**EXERCISE DESCRIPTION**
Make an exact copy of the records below, leaving every image out.

▽

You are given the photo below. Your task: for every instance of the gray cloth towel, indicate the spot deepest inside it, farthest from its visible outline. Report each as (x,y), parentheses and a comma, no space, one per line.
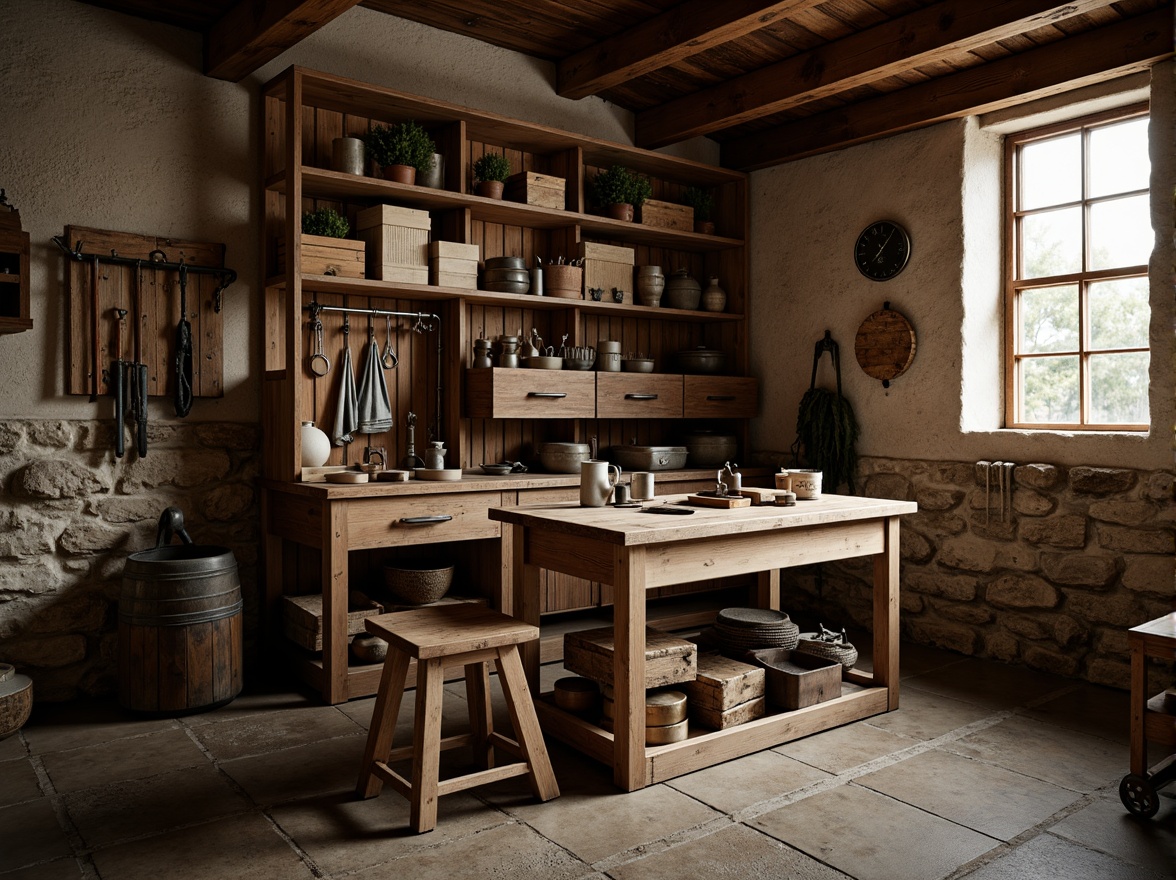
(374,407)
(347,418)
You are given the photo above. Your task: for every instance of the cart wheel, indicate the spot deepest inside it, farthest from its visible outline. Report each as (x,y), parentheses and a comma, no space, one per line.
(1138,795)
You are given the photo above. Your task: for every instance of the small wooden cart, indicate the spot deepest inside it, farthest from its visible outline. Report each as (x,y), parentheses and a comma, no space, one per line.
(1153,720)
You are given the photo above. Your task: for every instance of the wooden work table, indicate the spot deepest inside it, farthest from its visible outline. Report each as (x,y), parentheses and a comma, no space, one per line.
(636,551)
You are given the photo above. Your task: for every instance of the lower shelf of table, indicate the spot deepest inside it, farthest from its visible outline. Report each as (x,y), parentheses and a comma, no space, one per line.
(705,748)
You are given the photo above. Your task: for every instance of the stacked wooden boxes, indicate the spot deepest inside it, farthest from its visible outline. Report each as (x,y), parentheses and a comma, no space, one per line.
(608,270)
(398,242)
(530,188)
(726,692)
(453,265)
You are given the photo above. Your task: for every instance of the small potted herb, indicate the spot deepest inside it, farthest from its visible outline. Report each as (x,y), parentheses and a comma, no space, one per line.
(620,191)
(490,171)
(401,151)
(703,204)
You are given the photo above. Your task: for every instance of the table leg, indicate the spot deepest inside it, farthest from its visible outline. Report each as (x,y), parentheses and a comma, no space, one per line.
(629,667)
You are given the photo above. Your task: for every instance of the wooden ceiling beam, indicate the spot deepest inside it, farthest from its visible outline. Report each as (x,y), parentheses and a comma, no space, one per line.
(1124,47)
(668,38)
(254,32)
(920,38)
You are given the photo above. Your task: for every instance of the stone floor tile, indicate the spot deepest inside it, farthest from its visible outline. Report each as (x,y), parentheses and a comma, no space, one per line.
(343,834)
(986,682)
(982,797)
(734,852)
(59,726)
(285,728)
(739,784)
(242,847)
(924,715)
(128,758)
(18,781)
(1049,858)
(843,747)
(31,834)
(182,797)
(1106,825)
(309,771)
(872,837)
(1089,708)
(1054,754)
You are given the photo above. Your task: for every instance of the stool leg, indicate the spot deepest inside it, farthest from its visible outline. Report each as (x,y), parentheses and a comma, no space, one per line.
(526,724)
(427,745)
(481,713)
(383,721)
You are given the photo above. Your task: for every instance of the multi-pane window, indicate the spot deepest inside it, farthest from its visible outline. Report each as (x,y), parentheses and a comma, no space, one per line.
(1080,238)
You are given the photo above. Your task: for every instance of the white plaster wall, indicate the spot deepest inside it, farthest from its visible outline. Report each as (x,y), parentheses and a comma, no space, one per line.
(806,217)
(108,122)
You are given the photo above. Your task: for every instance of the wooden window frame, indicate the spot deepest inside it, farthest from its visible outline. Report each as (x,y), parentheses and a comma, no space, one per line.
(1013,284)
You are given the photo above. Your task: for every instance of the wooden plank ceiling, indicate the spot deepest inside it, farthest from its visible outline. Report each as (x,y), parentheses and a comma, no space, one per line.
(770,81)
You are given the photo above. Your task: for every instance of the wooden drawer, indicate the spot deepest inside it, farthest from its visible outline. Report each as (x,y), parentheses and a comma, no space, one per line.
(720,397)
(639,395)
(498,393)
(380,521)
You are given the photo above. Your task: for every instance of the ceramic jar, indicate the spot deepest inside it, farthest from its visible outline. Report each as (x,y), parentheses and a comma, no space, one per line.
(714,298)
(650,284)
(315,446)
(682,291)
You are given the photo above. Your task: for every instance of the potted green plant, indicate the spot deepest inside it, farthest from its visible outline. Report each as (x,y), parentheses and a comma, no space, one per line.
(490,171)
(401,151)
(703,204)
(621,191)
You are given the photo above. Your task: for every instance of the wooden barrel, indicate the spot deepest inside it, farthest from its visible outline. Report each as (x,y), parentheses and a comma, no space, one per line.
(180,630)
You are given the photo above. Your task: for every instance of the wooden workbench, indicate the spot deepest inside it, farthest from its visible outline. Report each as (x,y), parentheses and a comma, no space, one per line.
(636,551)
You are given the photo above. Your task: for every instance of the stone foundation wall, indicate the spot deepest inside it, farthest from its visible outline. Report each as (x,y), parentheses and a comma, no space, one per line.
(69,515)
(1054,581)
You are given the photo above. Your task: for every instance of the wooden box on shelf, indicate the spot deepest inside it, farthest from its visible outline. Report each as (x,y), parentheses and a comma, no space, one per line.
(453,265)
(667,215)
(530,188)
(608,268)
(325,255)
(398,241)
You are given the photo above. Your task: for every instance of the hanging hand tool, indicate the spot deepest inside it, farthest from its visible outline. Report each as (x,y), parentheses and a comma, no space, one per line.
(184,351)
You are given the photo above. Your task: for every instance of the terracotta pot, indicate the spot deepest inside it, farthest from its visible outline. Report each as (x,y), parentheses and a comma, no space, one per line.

△

**EXERCISE RESULT**
You are given the photo below. Your task: for every instance of the gray cloth towel, indicate the spot deepest inside it, farthest from its visible outline. Report each as (x,y), parentheses and a comma, no space, one per line.
(374,407)
(347,418)
You are given the photo above. Your task: for every instance of the cart wheel, indicate the spot deepest inside it, farthest from its visible outline. Report each as (x,y), parentheses and a comma, no space, one per line.
(1138,795)
You are given the photo above. Your task: for every instance of the small wooden cart, indicate the spot deepest inside it, farthest from its visible outline. Report each as (x,y), parentheses and a comma, no space, one per line.
(1153,720)
You are given the photo above. Your task: for every instance of the wooden work table, indicate the spot deepest inside it, farthest from its visible outline. Report each as (x,y), parentheses and a comma, no space, one per line.
(636,551)
You are given the photo above. Your task: for every instance of the lower shelf of table, indicate the spot deepest inside it, farthest from its visible outline. Report each as (x,y), parentheses and a comma, no space, one per line.
(705,748)
You are given the photo above. Your task: for every instance of the stacked wooden boxes, indicate the spot deepest inside it, farthest from its visible outline. Report each as (x,y), parentheses and a comma, no space, one per line.
(608,270)
(398,242)
(530,188)
(726,692)
(453,265)
You are given the photo above. Your task: for every instance of the small potted herb, indicate the spot deepest inside it, farthest from its visible outline. Report each as (x,y), parentheses and a comma, no space, one per line.
(620,191)
(490,171)
(401,151)
(703,204)
You are given the photo above. Your task: for every instance of the table leg, indicate the spot deepest inside it, farthest from its visible outline. Report each as (x,y), parentheses and a comma, no space, one per line.
(629,667)
You are given the photo above. Your task: for every instance of the wooden ceiling beam, indicate the spot deepest inside it, farthest from its visible outline. Report each as (x,y), parentheses and a comma, no space, one per line.
(1124,47)
(668,38)
(254,32)
(920,38)
You are given the photo above. Your task: for every instance of the stone floor tile, indicate the spot deepest inside it, farthest from its visible outline. Report each as (x,y), parentheses and a comma, no space, one per line.
(343,834)
(986,682)
(982,797)
(734,852)
(59,726)
(285,728)
(739,784)
(242,847)
(924,715)
(128,758)
(18,781)
(1049,858)
(843,747)
(31,834)
(182,797)
(1106,825)
(309,771)
(872,837)
(1089,708)
(1054,754)
You are given the photo above. Your task: for every instance of the stool leg, indicate the spot deepest inside it, farthest from its visible outline. Report each as (x,y), parentheses and a comma, no space, one per line.
(526,724)
(427,745)
(481,713)
(383,721)
You are given the photo above. Your task: for every instance of the multi-pane window, indicate the spot deepest inside it, farthest from its visible outline. Report each as (x,y), parentheses and a comma, no space, one per line.
(1080,238)
You are given the photo above. Your task: for every instance of the white plaster wall, indicate the spot deepest inside it, farthest from its visible outline. Report each as (x,y), parentheses and a comma, no space, one per line.
(806,217)
(108,122)
You are given the photo above. Your task: for every instance of the wooden window frame, indicate the spot deepest inside it, farthest from its visible outline. Report each as (x,y), parentheses and a comma, no space, one per line.
(1013,284)
You are given the photo above. Your task: for every instance of the wooden plank ceiling, indicate the spot deepest inside it, farthest from its visible outline. Report each as (x,y), parentheses and a comma, no space, one per line.
(770,81)
You are given the photo above. Your task: for every instance of the wooden drawer, indicate the spot deepest inside it, farthest from its visible outline. Report each as (x,y), parentheses and a comma, no space, one per line.
(720,397)
(639,395)
(498,393)
(380,521)
You are given the photo above. Your task: for every instance of the ceramic jar, indicate the spot deepest inside it, farthest from its visible outline. Report each as (x,y), parentheses and a comma, no space, one per line.
(714,298)
(650,284)
(315,446)
(682,291)
You are given the photo above. Your task: for every instance of the potted green plant, indicate the spot deepest inside it, farthest from its visible outline. Report each as (x,y), parentheses and a comma, no space, one per line.
(490,171)
(401,151)
(703,204)
(621,191)
You are given the photo above. Your task: for every instance of the wooden barrel, indicate the spot deepest inside it, farthest from its visible outline. Report each as (x,y), parentheses and a comma, no space, one per line.
(180,630)
You are given the photo above. Your task: for every instance of the wooden workbench, indicate the spot deepest inside it, farthest from its visible outline. Report each as (x,y), parentheses and a comma, no space, one per line.
(636,551)
You are given the photo above. Your task: for every instance of the stone foundation wall, indicate the spot deepest inside it, farthest from its visible outline. Report each as (x,y), parentheses and a comma, no space, one per line.
(69,515)
(1054,581)
You are given the photo above. Your task: for every instance of the wooden box on shelf, indicate the spot deepest inside it, farthest from its visible outline. Report each as (x,y), parentheses and a comma, no space, one per line.
(453,265)
(667,215)
(530,188)
(608,268)
(325,255)
(398,241)
You are given the photo above. Your task: for every instance of the hanging hand tool, indicate the spot deepest inside it, farthest from its visible outline. Report each as (x,y), parentheses and a comma, no space, one per line.
(184,351)
You are given the photo above. Your task: for every instance of the terracotta pot, indicate the spot deepest inside it, farthest from its visible outline. Report each as (x,y), parentheses and a comma, no space, one per line.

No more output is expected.